=== INSTRUCTIONS FOR THE TASK ===
State how many lines of the records below contain the word "roof", giving the number and nothing else.

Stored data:
= Beginning of Section =

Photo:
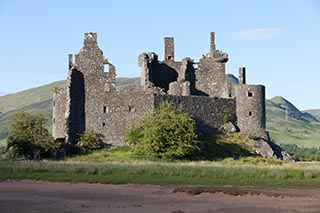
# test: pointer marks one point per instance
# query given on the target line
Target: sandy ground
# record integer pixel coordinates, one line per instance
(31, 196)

= End of Section =
= Beginning of Section =

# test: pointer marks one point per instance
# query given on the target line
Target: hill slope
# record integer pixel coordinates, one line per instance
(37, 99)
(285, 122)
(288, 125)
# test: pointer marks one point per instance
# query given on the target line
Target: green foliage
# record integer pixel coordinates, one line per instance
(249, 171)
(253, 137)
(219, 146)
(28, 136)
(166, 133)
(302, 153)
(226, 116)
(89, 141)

= End of Section =
= Beginning of Section =

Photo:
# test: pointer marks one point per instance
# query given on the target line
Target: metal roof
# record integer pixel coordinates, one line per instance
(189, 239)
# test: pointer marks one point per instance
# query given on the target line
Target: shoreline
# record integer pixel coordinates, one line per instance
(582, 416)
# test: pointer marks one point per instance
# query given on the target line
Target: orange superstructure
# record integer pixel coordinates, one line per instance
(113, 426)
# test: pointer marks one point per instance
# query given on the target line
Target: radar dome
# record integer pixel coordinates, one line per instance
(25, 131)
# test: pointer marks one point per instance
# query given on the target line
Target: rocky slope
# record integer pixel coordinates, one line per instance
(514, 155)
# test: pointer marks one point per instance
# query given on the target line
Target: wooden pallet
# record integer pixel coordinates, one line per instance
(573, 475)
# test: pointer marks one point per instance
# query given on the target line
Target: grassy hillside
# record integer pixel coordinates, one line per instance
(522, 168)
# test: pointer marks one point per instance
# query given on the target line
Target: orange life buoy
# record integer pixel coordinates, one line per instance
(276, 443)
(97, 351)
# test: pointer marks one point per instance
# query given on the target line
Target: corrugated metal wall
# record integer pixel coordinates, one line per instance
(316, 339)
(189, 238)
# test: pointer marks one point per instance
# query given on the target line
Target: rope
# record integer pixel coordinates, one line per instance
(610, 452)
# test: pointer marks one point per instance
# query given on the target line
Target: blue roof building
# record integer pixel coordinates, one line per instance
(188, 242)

= End of Section =

=== SOLUTION TO THE EXERCISE ===
2